WORK TO COMPLETE
Transcribe the rest of the listing below, starting with the line that contains "Keypoint guideline: for each instance of the white mixing" and ending with the last line, exactly as written.

DATASET RECORDS
>>>>>

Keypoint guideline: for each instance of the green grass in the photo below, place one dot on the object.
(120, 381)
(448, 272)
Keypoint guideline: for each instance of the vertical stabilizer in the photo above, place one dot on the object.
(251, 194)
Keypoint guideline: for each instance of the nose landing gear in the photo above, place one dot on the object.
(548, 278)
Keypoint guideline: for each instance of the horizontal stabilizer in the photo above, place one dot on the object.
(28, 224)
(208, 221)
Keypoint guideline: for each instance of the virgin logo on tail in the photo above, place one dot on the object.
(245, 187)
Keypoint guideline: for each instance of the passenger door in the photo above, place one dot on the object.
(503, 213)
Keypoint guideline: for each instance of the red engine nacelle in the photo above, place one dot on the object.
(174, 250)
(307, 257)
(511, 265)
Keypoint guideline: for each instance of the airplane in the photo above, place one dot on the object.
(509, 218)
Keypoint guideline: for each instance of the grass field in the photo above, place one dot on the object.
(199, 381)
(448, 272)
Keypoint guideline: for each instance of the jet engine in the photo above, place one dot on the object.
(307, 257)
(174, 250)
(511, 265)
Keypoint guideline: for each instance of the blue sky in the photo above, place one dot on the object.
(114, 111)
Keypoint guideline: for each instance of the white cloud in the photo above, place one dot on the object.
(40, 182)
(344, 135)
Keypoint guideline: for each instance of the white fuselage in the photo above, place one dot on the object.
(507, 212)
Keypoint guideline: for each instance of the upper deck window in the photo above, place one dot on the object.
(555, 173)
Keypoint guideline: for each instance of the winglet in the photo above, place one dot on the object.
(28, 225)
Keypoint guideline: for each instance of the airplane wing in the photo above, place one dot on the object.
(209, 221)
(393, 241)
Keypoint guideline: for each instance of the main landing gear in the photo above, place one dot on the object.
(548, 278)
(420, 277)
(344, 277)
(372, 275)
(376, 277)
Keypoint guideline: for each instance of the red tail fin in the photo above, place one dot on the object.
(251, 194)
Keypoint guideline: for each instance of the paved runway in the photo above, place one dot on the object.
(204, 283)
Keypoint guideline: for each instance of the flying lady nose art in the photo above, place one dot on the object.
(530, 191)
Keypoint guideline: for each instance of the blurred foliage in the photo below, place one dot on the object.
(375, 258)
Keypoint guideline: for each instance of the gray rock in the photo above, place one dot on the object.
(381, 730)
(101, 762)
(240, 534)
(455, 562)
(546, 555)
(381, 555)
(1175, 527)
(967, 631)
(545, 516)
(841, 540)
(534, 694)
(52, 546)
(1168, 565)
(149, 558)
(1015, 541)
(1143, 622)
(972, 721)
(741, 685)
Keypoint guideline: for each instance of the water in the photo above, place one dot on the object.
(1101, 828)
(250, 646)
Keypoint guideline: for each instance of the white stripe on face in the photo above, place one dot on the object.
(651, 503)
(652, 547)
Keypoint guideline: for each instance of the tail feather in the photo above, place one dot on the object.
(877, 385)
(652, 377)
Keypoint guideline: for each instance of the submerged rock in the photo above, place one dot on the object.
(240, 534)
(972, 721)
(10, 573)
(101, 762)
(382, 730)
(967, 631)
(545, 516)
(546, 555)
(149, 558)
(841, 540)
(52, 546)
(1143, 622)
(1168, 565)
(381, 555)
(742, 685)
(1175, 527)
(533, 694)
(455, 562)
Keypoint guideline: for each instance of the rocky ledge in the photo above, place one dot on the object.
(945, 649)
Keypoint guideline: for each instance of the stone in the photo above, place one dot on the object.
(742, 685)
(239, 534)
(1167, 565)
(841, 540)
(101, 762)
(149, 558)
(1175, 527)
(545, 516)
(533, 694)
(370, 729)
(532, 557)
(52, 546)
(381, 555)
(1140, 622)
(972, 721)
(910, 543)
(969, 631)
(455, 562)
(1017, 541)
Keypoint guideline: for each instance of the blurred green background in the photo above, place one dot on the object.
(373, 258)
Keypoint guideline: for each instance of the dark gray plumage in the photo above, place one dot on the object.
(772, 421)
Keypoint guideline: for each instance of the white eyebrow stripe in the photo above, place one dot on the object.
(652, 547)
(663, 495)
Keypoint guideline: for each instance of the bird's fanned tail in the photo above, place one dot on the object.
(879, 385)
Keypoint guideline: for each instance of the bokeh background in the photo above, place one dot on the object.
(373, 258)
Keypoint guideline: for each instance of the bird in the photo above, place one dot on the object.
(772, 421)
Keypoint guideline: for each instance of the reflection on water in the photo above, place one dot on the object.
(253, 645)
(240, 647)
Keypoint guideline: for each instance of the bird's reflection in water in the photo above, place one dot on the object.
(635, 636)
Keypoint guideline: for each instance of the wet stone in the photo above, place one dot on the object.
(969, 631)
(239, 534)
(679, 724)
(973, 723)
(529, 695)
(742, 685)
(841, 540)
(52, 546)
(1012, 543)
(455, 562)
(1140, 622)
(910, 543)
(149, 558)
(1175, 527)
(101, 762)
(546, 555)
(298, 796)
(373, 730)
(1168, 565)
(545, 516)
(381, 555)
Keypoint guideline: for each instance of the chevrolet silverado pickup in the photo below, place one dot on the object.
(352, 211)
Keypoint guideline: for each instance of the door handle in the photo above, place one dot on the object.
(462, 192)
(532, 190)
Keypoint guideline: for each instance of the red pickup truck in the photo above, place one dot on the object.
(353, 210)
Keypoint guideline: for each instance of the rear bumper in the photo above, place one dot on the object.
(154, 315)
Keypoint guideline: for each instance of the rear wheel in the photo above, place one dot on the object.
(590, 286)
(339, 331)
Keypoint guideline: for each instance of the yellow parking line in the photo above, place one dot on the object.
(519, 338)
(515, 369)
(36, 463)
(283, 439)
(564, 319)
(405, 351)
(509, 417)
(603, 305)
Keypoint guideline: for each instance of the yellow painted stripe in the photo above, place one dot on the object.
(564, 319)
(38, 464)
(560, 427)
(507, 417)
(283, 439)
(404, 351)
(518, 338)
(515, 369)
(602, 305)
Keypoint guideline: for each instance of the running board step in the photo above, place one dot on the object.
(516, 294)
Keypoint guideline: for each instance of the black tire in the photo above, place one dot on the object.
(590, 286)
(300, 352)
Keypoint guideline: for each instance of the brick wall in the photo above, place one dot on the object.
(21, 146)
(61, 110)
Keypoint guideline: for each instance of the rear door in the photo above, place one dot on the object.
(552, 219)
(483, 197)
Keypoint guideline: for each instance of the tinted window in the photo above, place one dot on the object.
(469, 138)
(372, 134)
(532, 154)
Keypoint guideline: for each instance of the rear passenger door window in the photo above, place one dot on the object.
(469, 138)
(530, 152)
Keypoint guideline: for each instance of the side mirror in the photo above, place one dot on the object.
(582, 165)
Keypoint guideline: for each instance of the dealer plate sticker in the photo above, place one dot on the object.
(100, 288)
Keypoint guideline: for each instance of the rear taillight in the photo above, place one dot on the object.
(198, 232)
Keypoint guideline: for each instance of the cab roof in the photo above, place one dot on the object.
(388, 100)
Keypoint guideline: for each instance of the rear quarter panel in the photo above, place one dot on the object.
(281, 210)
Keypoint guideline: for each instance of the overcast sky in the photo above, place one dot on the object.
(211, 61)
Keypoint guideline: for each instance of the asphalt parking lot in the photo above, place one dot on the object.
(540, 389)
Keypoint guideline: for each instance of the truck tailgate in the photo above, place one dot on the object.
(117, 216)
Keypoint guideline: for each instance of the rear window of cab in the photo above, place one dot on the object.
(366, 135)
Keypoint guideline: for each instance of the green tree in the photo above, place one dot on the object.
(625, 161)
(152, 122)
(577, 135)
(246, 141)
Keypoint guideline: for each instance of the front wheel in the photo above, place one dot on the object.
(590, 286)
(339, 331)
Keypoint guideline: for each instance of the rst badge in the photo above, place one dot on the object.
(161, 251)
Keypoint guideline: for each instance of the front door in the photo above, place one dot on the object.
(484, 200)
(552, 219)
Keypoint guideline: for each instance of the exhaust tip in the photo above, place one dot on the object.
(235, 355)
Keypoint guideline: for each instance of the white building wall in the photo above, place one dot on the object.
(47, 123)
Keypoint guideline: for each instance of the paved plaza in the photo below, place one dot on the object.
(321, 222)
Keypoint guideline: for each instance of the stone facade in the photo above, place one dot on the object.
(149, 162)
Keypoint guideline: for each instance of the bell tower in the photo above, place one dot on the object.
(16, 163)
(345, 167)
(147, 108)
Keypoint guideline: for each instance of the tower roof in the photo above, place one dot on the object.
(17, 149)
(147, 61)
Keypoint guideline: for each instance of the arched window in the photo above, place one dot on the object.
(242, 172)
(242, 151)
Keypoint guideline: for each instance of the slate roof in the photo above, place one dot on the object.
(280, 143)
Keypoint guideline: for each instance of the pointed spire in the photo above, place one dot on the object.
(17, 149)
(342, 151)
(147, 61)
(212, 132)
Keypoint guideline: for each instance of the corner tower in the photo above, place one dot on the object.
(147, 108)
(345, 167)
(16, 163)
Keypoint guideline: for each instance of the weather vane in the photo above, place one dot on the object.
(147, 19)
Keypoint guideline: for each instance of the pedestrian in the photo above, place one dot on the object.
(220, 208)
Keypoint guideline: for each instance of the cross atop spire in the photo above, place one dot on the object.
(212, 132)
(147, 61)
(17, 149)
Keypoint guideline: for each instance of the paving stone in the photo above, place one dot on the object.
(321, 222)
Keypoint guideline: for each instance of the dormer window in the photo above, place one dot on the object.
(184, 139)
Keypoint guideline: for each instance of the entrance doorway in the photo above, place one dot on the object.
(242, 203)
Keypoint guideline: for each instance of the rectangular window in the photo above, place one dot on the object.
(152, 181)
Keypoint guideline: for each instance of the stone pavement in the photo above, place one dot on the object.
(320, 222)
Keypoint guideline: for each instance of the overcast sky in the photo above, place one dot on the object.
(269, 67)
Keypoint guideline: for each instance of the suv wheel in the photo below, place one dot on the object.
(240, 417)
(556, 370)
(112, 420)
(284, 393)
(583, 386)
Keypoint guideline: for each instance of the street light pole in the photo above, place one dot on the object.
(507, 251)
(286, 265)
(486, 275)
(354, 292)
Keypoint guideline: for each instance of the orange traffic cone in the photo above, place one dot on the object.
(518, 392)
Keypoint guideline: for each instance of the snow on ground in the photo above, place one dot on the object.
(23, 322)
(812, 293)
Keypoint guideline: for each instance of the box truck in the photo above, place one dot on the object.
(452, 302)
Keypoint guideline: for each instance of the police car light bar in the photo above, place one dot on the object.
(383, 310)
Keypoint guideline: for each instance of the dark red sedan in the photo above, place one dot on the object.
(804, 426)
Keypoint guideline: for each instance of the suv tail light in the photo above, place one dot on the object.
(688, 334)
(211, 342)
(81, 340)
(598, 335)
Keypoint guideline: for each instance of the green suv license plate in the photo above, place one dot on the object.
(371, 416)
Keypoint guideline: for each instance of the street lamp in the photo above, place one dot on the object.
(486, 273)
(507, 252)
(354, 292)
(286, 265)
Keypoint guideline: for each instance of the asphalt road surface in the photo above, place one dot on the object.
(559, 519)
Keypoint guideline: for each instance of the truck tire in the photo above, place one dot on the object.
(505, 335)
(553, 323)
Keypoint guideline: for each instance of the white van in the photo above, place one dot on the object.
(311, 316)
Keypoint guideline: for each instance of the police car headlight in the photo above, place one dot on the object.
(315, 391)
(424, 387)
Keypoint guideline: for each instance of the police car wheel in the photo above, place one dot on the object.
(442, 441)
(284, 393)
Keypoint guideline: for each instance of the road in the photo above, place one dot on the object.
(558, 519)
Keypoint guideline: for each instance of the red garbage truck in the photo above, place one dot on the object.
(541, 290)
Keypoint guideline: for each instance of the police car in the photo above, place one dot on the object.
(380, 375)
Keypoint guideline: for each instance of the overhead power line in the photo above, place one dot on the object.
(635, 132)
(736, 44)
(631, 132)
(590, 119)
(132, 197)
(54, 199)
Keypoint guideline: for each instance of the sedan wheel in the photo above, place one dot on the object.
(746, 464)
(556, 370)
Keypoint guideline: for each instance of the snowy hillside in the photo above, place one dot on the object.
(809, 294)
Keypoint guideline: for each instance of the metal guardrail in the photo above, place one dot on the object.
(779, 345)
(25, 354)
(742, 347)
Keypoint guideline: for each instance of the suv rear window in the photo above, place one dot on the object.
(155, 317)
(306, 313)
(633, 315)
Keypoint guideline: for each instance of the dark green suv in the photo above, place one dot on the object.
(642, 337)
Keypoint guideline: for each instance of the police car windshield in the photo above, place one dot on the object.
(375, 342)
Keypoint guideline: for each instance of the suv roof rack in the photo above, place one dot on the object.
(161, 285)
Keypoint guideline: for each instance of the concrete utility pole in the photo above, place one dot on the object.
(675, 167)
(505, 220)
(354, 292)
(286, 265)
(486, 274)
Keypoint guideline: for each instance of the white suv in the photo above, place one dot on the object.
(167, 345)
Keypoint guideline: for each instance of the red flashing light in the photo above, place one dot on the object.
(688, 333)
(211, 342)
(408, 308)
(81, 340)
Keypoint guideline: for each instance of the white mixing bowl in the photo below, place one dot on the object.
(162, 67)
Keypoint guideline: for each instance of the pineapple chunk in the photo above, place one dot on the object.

<<<<<

RESPONSE AREA
Keypoint guideline: for each instance of the white mixing bowl in the photo below, place one dot on the object.
(162, 67)
Keypoint guideline: for each instance of the pineapple chunk in the photo above, place one dot on the object.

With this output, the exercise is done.